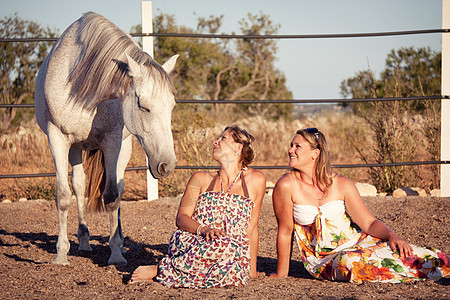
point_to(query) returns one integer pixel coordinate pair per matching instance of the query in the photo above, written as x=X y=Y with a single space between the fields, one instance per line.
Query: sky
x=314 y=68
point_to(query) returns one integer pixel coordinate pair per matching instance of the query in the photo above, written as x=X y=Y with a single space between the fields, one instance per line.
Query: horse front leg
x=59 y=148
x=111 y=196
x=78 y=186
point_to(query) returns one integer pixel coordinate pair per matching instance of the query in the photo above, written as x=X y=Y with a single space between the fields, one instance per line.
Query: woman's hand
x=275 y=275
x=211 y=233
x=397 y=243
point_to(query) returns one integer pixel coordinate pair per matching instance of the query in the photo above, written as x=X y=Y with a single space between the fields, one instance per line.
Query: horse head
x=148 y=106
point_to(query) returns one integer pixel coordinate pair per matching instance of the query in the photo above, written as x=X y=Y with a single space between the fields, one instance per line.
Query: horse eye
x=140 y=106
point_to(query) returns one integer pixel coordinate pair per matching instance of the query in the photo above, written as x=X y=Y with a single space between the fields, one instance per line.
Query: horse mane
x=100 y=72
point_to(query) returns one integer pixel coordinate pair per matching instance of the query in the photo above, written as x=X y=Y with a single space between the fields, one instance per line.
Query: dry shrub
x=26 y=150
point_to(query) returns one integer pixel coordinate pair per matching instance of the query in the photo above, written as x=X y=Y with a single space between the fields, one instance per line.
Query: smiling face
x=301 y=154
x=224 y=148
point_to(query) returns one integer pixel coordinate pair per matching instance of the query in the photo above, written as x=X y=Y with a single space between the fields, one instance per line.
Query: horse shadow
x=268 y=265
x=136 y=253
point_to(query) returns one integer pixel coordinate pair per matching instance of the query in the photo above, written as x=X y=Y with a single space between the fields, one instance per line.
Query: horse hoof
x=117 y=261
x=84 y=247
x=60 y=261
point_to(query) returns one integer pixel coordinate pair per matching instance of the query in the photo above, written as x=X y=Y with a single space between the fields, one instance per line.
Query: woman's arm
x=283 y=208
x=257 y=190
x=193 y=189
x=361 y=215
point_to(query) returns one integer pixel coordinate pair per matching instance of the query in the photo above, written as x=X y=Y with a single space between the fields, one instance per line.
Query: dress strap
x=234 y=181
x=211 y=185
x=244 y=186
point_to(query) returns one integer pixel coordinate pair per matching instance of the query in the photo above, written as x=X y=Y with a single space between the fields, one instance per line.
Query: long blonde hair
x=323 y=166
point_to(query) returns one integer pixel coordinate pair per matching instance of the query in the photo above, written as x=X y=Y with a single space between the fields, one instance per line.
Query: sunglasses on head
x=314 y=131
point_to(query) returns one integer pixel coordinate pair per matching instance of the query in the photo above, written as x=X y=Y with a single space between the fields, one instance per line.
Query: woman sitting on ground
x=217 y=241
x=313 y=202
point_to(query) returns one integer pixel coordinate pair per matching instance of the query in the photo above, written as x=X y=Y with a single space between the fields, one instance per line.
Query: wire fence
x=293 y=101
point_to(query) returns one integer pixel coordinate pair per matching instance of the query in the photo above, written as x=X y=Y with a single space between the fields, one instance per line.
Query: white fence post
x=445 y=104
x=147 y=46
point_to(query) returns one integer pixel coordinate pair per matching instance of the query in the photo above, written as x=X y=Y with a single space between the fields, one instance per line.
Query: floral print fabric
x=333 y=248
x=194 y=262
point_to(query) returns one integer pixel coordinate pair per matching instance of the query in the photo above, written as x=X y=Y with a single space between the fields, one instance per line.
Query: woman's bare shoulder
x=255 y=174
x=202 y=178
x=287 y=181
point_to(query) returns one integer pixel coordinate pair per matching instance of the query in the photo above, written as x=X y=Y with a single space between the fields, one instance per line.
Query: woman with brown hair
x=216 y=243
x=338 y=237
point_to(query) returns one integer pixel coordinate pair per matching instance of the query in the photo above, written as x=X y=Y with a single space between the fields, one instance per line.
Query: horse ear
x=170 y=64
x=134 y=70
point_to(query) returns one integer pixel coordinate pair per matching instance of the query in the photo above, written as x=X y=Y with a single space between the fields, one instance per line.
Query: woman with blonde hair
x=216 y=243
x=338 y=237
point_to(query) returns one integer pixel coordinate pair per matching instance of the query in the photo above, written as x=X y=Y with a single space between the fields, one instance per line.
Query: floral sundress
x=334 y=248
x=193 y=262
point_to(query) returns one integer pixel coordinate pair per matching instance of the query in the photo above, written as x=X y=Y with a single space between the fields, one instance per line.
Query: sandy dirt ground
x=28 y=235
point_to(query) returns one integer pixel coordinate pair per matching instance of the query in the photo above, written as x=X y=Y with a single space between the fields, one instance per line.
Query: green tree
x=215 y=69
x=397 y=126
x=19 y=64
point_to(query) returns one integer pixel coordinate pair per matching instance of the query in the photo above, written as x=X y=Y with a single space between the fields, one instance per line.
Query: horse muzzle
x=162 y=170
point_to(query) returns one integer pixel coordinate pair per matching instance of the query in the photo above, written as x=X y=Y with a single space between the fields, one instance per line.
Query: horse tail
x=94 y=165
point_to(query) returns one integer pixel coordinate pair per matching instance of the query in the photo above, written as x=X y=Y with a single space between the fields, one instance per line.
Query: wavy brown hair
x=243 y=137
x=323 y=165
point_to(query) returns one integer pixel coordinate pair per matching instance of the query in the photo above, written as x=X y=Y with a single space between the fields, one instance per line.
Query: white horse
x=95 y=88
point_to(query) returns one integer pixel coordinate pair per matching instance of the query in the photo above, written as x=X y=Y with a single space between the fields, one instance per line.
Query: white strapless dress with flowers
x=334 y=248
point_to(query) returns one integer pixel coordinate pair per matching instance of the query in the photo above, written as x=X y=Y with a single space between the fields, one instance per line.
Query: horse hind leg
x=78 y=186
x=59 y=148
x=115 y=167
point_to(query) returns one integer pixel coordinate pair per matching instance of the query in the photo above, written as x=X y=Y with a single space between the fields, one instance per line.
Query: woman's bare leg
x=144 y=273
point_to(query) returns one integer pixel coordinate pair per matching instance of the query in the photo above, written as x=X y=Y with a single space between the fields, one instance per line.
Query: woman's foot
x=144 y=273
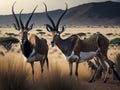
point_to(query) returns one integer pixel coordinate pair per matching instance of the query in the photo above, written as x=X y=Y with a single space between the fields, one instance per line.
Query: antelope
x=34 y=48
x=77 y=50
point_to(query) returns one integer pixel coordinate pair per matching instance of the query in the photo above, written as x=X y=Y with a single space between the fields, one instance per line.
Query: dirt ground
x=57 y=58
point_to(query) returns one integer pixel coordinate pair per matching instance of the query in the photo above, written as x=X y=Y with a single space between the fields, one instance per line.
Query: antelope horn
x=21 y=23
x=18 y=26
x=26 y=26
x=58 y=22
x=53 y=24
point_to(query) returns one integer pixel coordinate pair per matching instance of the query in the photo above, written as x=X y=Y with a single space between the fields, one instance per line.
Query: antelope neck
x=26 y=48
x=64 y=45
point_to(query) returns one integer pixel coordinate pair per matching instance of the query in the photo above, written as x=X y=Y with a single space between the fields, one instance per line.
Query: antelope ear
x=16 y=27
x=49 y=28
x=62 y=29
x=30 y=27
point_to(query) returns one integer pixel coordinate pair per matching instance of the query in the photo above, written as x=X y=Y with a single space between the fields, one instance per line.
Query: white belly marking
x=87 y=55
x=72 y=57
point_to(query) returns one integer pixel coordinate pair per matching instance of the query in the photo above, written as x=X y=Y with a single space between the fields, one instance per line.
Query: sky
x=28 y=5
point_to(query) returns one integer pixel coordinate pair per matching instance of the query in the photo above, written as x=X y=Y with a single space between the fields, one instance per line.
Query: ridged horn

━━━

TASK BRIEF – Reproduce the records above exactly, leaving out every picture they contain.

RESPONSE AREA –
point_to(query) returns one integer pixel coordinate pair per matching instance of the query in the photo above, written as x=X y=Y with a single space between the fields, one instance per line.
Query: sky
x=314 y=68
point_to(query) returns one integer pixel coordinate pair per matching instance of the query in the photo above, written as x=X y=Y with a single space between the fields, one instance per line.
Query: horse front leg
x=59 y=148
x=111 y=196
x=78 y=186
point_to(query) returns one integer pixel coordinate pair per matching instance of the query in the photo above, written as x=X y=Y with a single space between the fields, one instance per line.
Query: woman's hand
x=275 y=275
x=211 y=233
x=397 y=243
point_to(query) returns one integer pixel coordinate pair per matching instance of the query in the photo above, written as x=X y=Y with a single space between the fields, one instance per line.
Query: horse head
x=148 y=106
point_to(query) returns one integer pixel coordinate pair per matching instance of the query in the photo above, written as x=X y=Y with a single space between the fields, one instance per line.
Query: horse eye
x=140 y=106
point_to(query) returns one integer pixel coordinate pair per matching instance of the query in the photo above, written as x=X y=Y with a single space between the fields, one instance per line.
Query: horse mane
x=100 y=72
point_to(query) returns one integer pixel coordinate pair per matching instance of the query in the photo above, written as x=X y=Y with a single space between the fields, one instance per line.
Query: dry shrub
x=26 y=150
point_to(query) returns one integer pixel coordinate pair per matching instance of the query in the photo above, written as x=X y=Y with a single space between the fields, one instance per line.
Query: smiling face
x=301 y=154
x=224 y=148
point_to(query) returns one integer pixel coordinate pair per matching instance of the query in the photo above, written as x=X y=Y with a single space between the fields, one instance per line.
Query: horse shadow
x=268 y=265
x=136 y=253
point_to(query) returns one integer pixel coordinate pair per matching instance of the query in the photo above, written as x=X y=Y with a single space between the fields, one instance per line.
Query: horse hoof
x=117 y=261
x=84 y=247
x=60 y=261
point_to(query) returns one integer pixel coordinate pair per matching instance of the query in the photo above, written as x=X y=Y with a single space between the fields, one instance per line.
Query: woman's arm
x=283 y=208
x=257 y=190
x=193 y=189
x=361 y=215
point_to(query) returns one integer pixel coordinate pair per matching instance of the query in the photo above, written as x=X y=Y with a single space between the fields, one instance per line.
Query: dress strap
x=234 y=181
x=211 y=185
x=244 y=186
point_to(query) returns one integer pixel coordinate pair per matching instance of the query in the photo above, written as x=X y=Y with a single space between the fields, one instance per line.
Query: long blonde hair
x=323 y=166
point_to(query) returns one integer pixel coordinate pair per matching instance of the query in the photo above, written as x=X y=Y with a single space between the fields, one instance per line.
Query: sunglasses on head
x=314 y=131
point_to(query) returns one integer pixel coordinate pair per matching instance of the query in the photo above, written as x=X y=Y with a single space between the fields, one instance per line.
Query: woman sitting on ground
x=217 y=241
x=313 y=202
point_to(query) returns one integer pixel coordinate pair per matching instance of the query in the photo above, written as x=X y=Y with a single space between the fields, one instance per line.
Query: wire fence
x=293 y=101
point_to(query) returns one integer pixel coordinate pair per matching instance of the query in the photo above, written as x=X y=Y with a single space between the fields, one instance per line.
Query: white fence post
x=445 y=104
x=147 y=46
point_to(query) returns one integer pixel coordinate pair per matching instance of the query in the photo above, written as x=X y=Y with a single space between the fields, one instance per line.
Query: floral print fabric
x=333 y=248
x=194 y=262
point_to(query) returns one integer pixel coordinate pair per matching instance of the query in the photo above, written as x=X y=Y with a single space between the fields, one instance per line.
Query: woman's bare shoulder
x=255 y=174
x=202 y=178
x=287 y=181
point_to(query) returns one integer pixel coordinate pair per matching instance of the query in the photo above, written as x=X y=Y with a single space between the fields, one instance per line.
Query: woman with brown hair
x=216 y=243
x=338 y=237
point_to(query) returns one integer pixel coordinate pair per matching instance of the query in the photo above, written as x=X y=Y with a single space between the fields, one instance per line.
Query: horse ear
x=170 y=64
x=134 y=70
point_to(query) returns one integer pixel coordinate pair per matching instance of the query in the photo above, written as x=X y=Y with a single space between the fields, one instance per line.
Query: woman with blonde hair
x=216 y=243
x=338 y=237
point_to(query) returns one integer pixel coordinate pair per matching instance of the query in the photo above, written as x=X y=Y with a single space between the fields, one instance per line.
Query: floral sundress
x=334 y=248
x=193 y=262
point_to(query) returns one integer pixel coordinate pair per matching instance of the query in the photo above, written as x=X y=Y with a single space between the fields, one instance per line.
Query: sandy dirt ground
x=28 y=235
point_to(query) returns one integer pixel coordinate pair per matching instance of the query in the photo above, written as x=X y=Y with a single space between the fields, one instance per line.
Query: green tree
x=215 y=69
x=397 y=126
x=19 y=64
point_to(query) returns one integer pixel coordinate pair per matching instance of the query in the photo above, written as x=X y=Y with a single space between the fields, one instance per line.
Query: horse muzzle
x=162 y=170
point_to(query) returns one integer pixel coordinate pair per matching instance of the query in the photo above, written as x=X y=Y with a single space between the fields, one instance per line.
Query: horse tail
x=94 y=165
point_to(query) returns one integer pixel coordinate pair per matching instance of the query in the photo above, written as x=X y=Y with a single space between the fields, one instance per line.
Query: wavy brown hair
x=243 y=137
x=323 y=165
point_to(query) returns one integer pixel coordinate pair per matching instance of the query in the photo above, written as x=X y=Y with a single space between the fields, one instance per line.
Query: white horse
x=95 y=88
point_to(query) returns one integer pixel coordinate pair per matching instance of the query in the photo above, written as x=X y=Y with a single space between the fields, one instance per line.
Query: white strapless dress with flowers
x=334 y=248
point_to(query) returns one integer pixel coordinate pair per matching instance of the query in the photo above, written as x=X y=Y with a single space between the fields, one instance per line.
Query: horse hind leg
x=78 y=186
x=59 y=148
x=115 y=167
point_to(query) returns one integer pixel coordinate pair per matching instance of the query in the photo above, written as x=X y=Y with a single space between the fields, one instance per line.
Query: woman's bare leg
x=144 y=273
point_to(query) returns one integer pixel coordinate pair per matching instance of the query in the photo above, written as x=X y=Y with a single space between the fields, one instance per line.
Query: woman's foot
x=144 y=273
point_to(query) returns one integer pixel coordinate pair per matching instance of the query in the photo above, written as x=X y=Y with a single space between the fields, one instance per line.
Query: antelope
x=34 y=48
x=77 y=50
point_to(query) returns one integer pixel coordinate pair per matching instance of the query in the photo above, written as x=X y=Y with a single space between the fields, one instance per line.
Query: dirt ground
x=57 y=58
point_to(query) returns one integer pixel coordinate pair per matching instance of the query in the photo above, written as x=X y=Y with a single space between the fields, one instance per line.
Query: antelope horn
x=21 y=23
x=18 y=26
x=26 y=26
x=58 y=22
x=53 y=24
point_to(query) returns one integer pixel coordinate pair per matching instance of the query in the photo above, written as x=X y=Y with a single space between the fields, one instance per line.
Query: antelope neck
x=26 y=48
x=64 y=45
point_to(query) returns one integer pixel coordinate pair per matching instance of the query in the photo above, written as x=X y=Y with a single space between the fields, one instance per line.
Query: antelope ear
x=16 y=27
x=49 y=28
x=62 y=29
x=30 y=27
point_to(query) returns one integer pixel coordinate pair per matching instance of the query in the photo above, written as x=X y=Y with a single space between the fields, one instance per line.
Query: white belly marking
x=87 y=55
x=72 y=57
point_to(query) returns one integer pixel coordinate pair per matching instance of the query in the photo above, written as x=X y=Y with a single space between the fields, one instance per line.
Query: sky
x=28 y=5
point_to(query) returns one integer pixel coordinate pair per matching instance of the query in the photo above, written as x=X y=Y with a single space between the fields, one instance per line.
Query: ridged horn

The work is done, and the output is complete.